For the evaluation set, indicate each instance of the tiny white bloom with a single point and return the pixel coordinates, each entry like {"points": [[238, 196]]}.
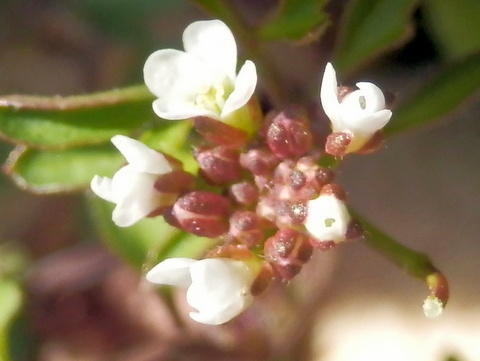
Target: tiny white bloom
{"points": [[218, 288], [360, 113], [132, 187], [327, 218], [432, 307], [202, 80]]}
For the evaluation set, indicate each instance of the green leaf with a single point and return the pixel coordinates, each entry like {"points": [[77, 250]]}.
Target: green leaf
{"points": [[53, 171], [371, 27], [135, 244], [295, 20], [147, 242], [171, 137], [454, 26], [10, 303], [61, 122], [440, 96]]}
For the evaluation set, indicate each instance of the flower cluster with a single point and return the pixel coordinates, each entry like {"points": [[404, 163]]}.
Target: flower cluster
{"points": [[269, 202]]}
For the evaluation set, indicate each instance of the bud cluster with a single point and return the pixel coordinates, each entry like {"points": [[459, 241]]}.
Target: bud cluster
{"points": [[268, 196], [260, 189]]}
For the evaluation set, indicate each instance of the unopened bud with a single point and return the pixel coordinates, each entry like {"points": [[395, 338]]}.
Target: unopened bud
{"points": [[219, 165], [287, 251], [288, 134], [259, 161], [246, 227], [201, 213]]}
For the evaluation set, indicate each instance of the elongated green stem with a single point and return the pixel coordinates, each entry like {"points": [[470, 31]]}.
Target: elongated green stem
{"points": [[270, 76]]}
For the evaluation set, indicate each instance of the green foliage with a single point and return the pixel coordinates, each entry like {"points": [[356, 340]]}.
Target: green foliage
{"points": [[440, 96], [61, 122], [295, 20], [454, 25], [63, 170], [10, 303], [147, 241], [369, 28]]}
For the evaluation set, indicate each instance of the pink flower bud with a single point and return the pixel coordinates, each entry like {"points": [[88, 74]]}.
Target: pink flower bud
{"points": [[219, 165], [246, 227], [337, 144], [201, 213], [287, 250], [289, 135], [244, 193], [259, 161]]}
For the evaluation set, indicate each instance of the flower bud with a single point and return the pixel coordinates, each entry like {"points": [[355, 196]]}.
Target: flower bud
{"points": [[219, 165], [290, 213], [244, 193], [219, 132], [246, 227], [287, 251], [288, 134], [259, 161], [337, 143], [201, 213]]}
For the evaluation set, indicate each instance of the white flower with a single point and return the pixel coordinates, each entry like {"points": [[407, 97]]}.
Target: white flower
{"points": [[327, 218], [202, 80], [132, 187], [432, 307], [218, 288], [360, 113]]}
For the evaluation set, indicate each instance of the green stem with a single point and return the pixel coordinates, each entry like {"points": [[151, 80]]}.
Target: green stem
{"points": [[273, 83], [415, 263]]}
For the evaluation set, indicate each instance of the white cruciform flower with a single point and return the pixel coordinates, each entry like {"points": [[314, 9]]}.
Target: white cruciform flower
{"points": [[327, 218], [132, 187], [360, 113], [202, 80], [218, 288]]}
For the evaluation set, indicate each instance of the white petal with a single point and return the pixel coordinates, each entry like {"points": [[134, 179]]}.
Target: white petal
{"points": [[432, 307], [374, 98], [363, 123], [102, 187], [174, 74], [328, 94], [327, 218], [220, 290], [141, 157], [176, 110], [213, 42], [135, 194], [172, 271], [245, 84]]}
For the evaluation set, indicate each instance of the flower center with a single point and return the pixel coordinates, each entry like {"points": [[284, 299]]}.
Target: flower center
{"points": [[213, 98]]}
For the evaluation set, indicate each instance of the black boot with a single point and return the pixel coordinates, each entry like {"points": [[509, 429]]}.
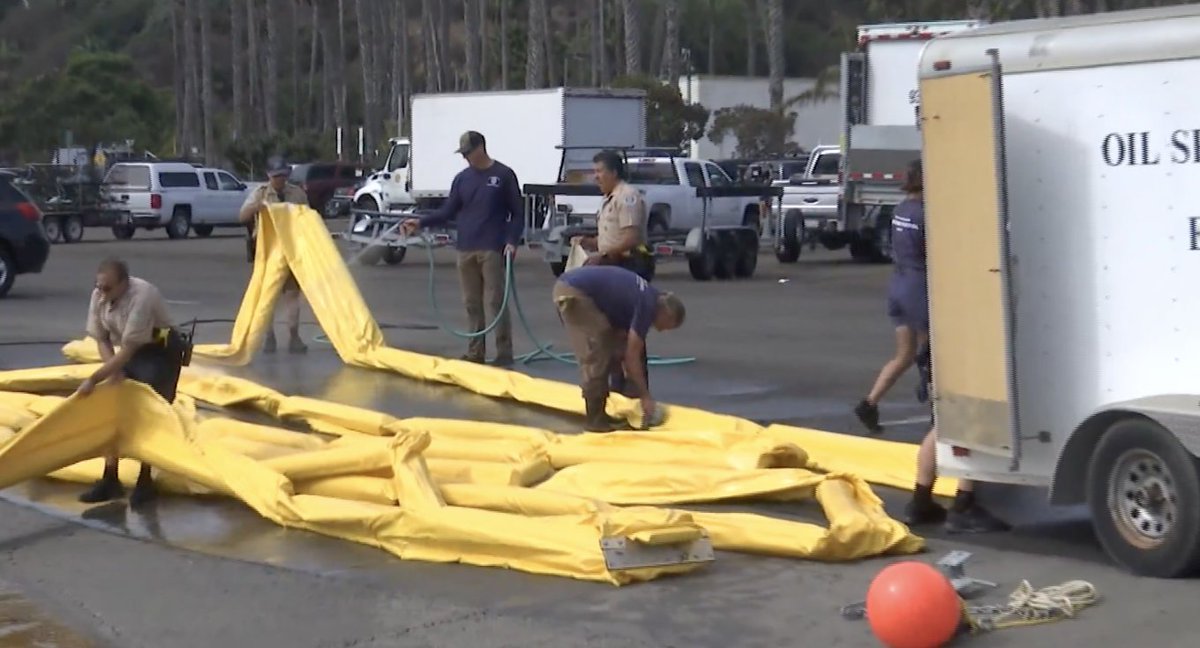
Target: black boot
{"points": [[597, 419], [107, 489], [144, 491]]}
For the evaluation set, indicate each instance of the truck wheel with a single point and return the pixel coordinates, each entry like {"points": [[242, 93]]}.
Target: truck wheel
{"points": [[727, 253], [7, 270], [787, 243], [1144, 491], [748, 255], [702, 265], [179, 225], [394, 256], [72, 228], [53, 227]]}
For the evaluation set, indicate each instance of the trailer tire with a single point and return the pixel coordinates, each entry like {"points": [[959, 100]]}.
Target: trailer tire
{"points": [[180, 223], [789, 240], [1144, 492], [748, 255], [394, 256], [702, 265], [53, 227], [72, 228], [727, 253]]}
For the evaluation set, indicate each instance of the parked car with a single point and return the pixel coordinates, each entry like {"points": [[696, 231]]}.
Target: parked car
{"points": [[23, 243], [175, 196], [319, 180]]}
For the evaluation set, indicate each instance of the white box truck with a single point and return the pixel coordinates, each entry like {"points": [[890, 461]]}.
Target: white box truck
{"points": [[880, 133], [527, 130], [1062, 159]]}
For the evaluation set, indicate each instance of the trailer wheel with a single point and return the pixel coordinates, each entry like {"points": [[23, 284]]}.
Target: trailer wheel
{"points": [[72, 228], [727, 253], [394, 256], [53, 227], [748, 255], [1144, 491], [702, 265], [789, 240]]}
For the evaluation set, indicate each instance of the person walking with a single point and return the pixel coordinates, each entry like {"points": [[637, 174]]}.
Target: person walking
{"points": [[609, 312], [907, 295], [277, 190], [130, 312], [485, 202]]}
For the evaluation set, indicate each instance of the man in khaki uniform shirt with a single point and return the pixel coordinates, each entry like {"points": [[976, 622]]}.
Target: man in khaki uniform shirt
{"points": [[279, 190], [130, 313]]}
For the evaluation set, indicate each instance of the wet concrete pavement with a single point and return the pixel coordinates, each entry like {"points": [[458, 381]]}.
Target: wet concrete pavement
{"points": [[798, 345]]}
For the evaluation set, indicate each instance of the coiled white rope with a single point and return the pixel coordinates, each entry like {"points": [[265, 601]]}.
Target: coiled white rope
{"points": [[1029, 606]]}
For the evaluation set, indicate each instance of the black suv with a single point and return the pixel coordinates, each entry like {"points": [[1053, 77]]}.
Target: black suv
{"points": [[23, 243]]}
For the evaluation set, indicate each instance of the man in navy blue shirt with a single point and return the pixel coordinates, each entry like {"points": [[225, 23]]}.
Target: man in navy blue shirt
{"points": [[485, 199], [609, 311]]}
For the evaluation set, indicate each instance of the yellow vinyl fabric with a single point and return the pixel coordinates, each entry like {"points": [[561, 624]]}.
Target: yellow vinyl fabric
{"points": [[449, 490]]}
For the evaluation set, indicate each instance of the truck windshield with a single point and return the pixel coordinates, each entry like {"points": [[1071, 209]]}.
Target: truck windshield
{"points": [[653, 173]]}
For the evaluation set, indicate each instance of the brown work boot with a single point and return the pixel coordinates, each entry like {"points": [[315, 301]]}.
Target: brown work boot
{"points": [[598, 420]]}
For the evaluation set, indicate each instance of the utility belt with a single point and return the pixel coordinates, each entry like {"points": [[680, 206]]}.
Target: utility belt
{"points": [[639, 261], [173, 343]]}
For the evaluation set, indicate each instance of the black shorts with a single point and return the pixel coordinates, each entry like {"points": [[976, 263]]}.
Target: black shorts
{"points": [[157, 367]]}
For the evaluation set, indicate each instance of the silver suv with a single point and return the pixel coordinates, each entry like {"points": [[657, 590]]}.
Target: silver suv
{"points": [[175, 196]]}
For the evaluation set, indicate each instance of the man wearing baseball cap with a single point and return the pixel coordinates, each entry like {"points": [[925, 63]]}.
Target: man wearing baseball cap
{"points": [[277, 190], [485, 201]]}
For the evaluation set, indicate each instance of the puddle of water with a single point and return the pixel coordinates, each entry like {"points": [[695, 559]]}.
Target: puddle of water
{"points": [[23, 625]]}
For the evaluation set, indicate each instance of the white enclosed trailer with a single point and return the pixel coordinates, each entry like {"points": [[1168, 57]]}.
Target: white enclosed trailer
{"points": [[1062, 160], [526, 130], [880, 135]]}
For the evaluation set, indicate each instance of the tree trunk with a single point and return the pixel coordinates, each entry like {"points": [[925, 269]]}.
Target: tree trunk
{"points": [[633, 37], [535, 64], [366, 64], [775, 61], [311, 101], [472, 45], [671, 41], [485, 45], [178, 54], [504, 45], [210, 148], [192, 90], [237, 37], [252, 66], [271, 69]]}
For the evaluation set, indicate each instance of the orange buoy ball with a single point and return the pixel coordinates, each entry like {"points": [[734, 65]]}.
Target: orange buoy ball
{"points": [[912, 605]]}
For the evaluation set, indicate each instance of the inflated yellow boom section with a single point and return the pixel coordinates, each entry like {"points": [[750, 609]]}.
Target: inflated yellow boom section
{"points": [[449, 490]]}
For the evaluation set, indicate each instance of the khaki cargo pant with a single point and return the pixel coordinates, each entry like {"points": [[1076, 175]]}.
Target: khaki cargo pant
{"points": [[593, 340], [481, 277]]}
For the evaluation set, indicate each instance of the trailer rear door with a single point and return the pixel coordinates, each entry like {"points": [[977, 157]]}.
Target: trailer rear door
{"points": [[967, 247]]}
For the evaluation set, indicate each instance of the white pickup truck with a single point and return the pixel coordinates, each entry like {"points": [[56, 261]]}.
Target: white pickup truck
{"points": [[175, 196], [695, 210]]}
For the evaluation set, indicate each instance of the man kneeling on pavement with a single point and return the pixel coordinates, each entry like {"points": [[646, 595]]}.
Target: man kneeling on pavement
{"points": [[609, 312]]}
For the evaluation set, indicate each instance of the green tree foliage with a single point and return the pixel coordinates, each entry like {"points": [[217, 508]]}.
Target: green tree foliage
{"points": [[97, 96], [760, 132], [670, 121]]}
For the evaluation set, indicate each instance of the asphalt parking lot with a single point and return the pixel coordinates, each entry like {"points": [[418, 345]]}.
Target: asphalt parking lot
{"points": [[797, 343]]}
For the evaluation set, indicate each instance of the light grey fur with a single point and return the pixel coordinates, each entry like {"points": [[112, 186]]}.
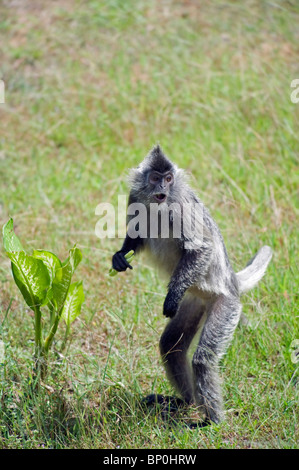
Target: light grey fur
{"points": [[201, 281]]}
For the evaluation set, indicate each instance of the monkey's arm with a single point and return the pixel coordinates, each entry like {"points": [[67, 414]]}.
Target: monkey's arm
{"points": [[192, 265], [119, 262]]}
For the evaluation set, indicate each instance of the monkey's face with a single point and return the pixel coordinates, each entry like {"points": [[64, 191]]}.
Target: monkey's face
{"points": [[160, 185]]}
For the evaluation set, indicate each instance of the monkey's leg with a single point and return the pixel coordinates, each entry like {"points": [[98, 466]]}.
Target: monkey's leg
{"points": [[222, 318], [175, 342]]}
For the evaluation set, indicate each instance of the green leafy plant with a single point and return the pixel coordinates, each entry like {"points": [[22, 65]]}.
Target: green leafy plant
{"points": [[45, 281]]}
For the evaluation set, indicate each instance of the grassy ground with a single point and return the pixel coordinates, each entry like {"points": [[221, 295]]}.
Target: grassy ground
{"points": [[90, 88]]}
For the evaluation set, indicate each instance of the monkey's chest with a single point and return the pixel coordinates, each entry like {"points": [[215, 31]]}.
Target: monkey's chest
{"points": [[165, 253]]}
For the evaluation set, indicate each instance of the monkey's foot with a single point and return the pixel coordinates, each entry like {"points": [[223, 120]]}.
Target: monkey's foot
{"points": [[169, 406], [168, 403]]}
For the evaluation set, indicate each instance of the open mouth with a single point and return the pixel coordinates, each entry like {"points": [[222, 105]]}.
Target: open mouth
{"points": [[160, 197]]}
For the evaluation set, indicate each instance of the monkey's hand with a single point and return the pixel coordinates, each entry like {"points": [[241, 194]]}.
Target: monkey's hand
{"points": [[119, 261], [170, 305]]}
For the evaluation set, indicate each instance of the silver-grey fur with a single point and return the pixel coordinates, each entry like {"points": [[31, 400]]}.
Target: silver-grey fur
{"points": [[202, 281]]}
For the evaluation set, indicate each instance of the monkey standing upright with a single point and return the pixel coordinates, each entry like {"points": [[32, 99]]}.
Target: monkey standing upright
{"points": [[202, 280]]}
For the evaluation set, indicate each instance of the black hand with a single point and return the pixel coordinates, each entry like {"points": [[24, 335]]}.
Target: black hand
{"points": [[170, 305], [119, 261]]}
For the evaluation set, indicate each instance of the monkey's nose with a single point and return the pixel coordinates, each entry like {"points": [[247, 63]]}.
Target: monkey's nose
{"points": [[160, 197]]}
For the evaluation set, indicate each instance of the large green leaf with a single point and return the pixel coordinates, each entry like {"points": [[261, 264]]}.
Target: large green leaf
{"points": [[50, 260], [73, 302], [10, 241], [31, 277], [63, 277]]}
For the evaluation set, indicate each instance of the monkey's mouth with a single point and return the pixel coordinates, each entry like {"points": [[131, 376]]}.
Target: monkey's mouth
{"points": [[160, 197]]}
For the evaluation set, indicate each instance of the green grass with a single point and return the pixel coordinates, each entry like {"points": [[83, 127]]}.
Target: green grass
{"points": [[90, 88]]}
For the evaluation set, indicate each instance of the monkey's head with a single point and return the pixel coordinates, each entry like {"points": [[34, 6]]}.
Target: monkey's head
{"points": [[155, 179]]}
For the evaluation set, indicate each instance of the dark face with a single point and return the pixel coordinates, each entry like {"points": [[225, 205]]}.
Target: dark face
{"points": [[161, 184]]}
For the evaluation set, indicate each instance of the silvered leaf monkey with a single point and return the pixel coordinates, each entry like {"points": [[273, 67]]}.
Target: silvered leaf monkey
{"points": [[202, 284]]}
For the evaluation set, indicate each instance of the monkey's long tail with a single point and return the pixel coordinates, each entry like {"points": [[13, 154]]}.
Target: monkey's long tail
{"points": [[255, 269]]}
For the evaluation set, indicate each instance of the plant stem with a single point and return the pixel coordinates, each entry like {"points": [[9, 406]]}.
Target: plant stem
{"points": [[38, 331]]}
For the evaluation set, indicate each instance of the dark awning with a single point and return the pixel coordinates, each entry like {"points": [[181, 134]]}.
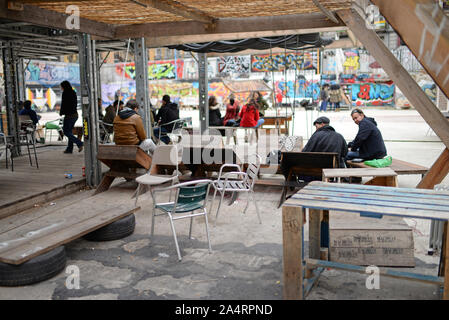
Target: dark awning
{"points": [[290, 42]]}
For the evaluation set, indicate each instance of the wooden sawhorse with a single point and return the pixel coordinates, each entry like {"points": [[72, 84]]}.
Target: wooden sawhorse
{"points": [[399, 202], [122, 161]]}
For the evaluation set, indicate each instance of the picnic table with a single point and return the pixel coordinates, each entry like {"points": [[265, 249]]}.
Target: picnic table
{"points": [[398, 166], [343, 198]]}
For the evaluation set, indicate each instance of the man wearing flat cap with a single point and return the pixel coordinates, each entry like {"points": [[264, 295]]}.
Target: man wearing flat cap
{"points": [[326, 139]]}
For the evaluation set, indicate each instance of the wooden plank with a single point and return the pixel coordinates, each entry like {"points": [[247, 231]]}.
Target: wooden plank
{"points": [[37, 197], [446, 264], [36, 247], [382, 272], [314, 233], [311, 22], [423, 26], [292, 242], [437, 172], [398, 166], [395, 200], [408, 86], [61, 219], [48, 18], [382, 257], [347, 238], [358, 172]]}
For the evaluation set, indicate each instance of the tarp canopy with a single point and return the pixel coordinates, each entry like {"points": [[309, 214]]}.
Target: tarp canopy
{"points": [[289, 42]]}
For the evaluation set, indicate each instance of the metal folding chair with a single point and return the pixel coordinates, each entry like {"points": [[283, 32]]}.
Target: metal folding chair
{"points": [[238, 181], [190, 197], [163, 155]]}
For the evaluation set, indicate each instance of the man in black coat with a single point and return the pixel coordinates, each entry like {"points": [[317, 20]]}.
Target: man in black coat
{"points": [[68, 110], [326, 139], [167, 113], [368, 144]]}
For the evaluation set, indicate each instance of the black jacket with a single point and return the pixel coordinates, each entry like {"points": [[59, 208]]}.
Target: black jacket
{"points": [[166, 114], [369, 141], [68, 103], [215, 117], [326, 139]]}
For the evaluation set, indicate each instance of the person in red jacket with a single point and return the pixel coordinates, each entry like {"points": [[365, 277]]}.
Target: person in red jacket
{"points": [[250, 115]]}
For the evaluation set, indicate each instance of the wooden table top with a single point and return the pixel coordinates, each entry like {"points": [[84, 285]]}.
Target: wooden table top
{"points": [[358, 172], [403, 202]]}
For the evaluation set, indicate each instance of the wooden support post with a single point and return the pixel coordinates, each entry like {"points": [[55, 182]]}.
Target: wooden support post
{"points": [[446, 263], [437, 172], [424, 27], [412, 91], [292, 244]]}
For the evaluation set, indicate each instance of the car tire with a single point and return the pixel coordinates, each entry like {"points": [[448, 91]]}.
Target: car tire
{"points": [[40, 268], [116, 230]]}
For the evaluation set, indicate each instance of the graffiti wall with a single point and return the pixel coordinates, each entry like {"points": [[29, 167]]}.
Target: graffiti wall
{"points": [[372, 94], [301, 89], [48, 74], [234, 66], [157, 70], [306, 60]]}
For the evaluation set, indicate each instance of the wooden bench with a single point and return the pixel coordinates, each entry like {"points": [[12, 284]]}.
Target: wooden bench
{"points": [[281, 123], [232, 132], [388, 201], [25, 236], [398, 166], [123, 161], [304, 164], [381, 176]]}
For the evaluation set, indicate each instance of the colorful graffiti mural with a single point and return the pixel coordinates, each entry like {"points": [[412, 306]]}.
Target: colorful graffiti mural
{"points": [[51, 73], [157, 70], [372, 94], [301, 89], [233, 65], [307, 60]]}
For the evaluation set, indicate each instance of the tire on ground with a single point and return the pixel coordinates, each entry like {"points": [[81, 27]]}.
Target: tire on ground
{"points": [[40, 268], [114, 231]]}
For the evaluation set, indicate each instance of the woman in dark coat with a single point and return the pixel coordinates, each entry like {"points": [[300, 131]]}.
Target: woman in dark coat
{"points": [[68, 110]]}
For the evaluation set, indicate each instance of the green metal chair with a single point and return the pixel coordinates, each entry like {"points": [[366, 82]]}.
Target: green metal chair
{"points": [[190, 197], [53, 125]]}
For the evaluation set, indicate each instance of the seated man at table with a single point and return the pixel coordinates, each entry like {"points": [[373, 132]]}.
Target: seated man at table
{"points": [[324, 139], [129, 129]]}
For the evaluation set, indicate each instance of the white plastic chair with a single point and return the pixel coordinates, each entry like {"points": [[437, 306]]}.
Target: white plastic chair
{"points": [[190, 197], [163, 155], [238, 181]]}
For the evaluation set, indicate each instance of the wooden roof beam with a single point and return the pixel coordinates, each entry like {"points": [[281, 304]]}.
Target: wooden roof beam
{"points": [[424, 27], [169, 6], [178, 9], [42, 17], [312, 21], [411, 90], [327, 12]]}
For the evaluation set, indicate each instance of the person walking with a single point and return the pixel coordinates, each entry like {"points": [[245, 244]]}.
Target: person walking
{"points": [[335, 94], [69, 105], [324, 95], [368, 144]]}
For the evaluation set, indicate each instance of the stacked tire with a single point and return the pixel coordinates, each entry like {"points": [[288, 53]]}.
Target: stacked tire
{"points": [[35, 270], [114, 231]]}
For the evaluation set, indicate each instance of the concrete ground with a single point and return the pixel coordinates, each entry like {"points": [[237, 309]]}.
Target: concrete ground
{"points": [[246, 262]]}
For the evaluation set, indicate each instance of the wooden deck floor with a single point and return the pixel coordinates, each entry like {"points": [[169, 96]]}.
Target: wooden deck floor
{"points": [[26, 185]]}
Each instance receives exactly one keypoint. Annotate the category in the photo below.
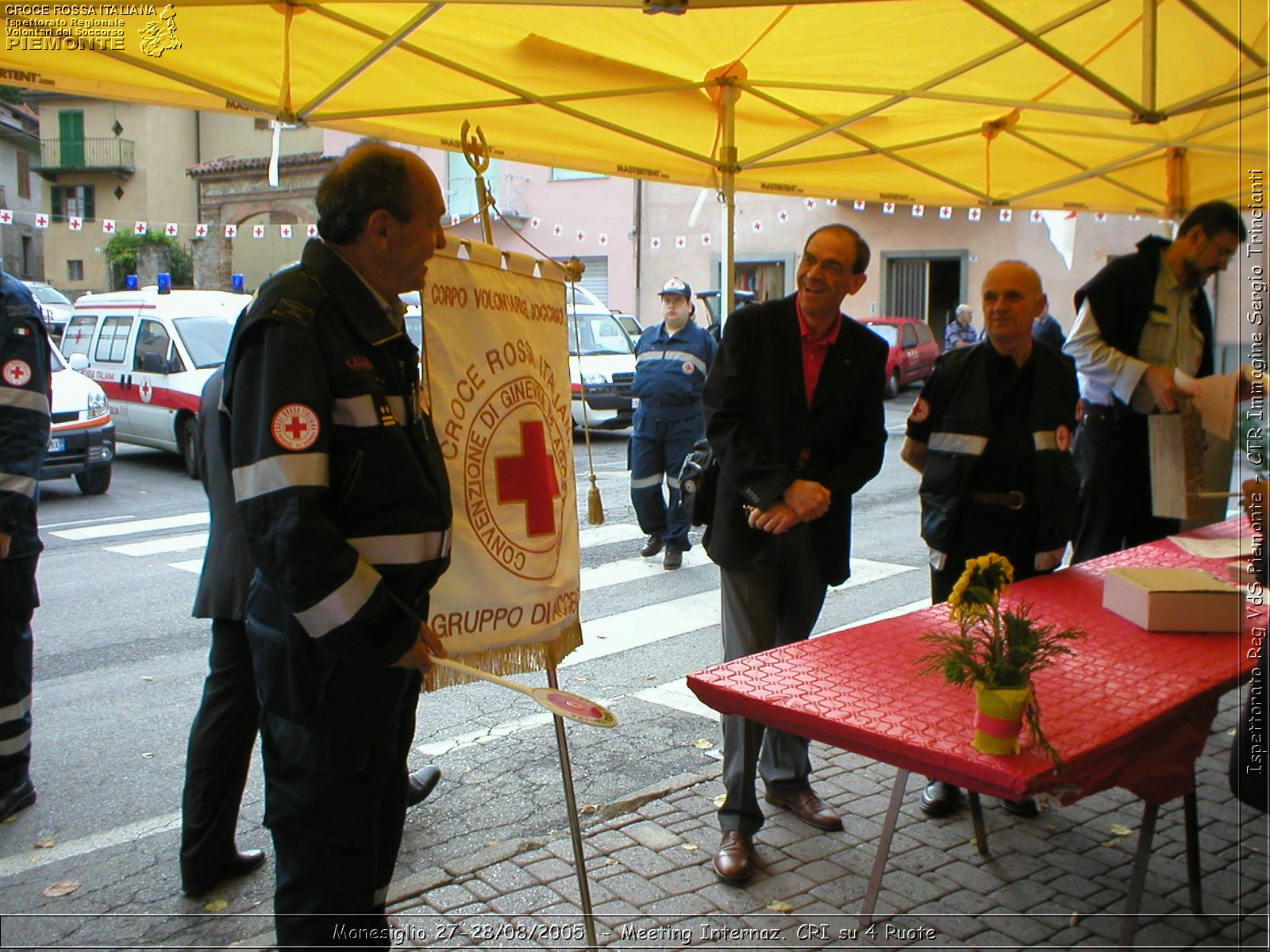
■ ■ ■
» **What is needed**
Please render the lines of the records as a JSON list of strings, one string per line with blank lines omitted, beginning with the line that contains "For the evaluation set, indicate each instance of the concrete" and running through the end of the records. Leave the pictures out of the list.

» **Exercise solution**
[
  "For the evaluation set, indicate each instance of the concrete ground with a single point and return the pixel coordinates, each entry like {\"points\": [[237, 309]]}.",
  "Target: concrete ground",
  "{\"points\": [[246, 262]]}",
  "For the evaluation set, indicate each instance of the wooden deck floor with a single point and return the pixel coordinates, each entry like {\"points\": [[169, 96]]}.",
  "Target: wooden deck floor",
  "{\"points\": [[26, 185]]}",
  "Each instance receives exactly one keypoint. Annotate the category in the photo below."
]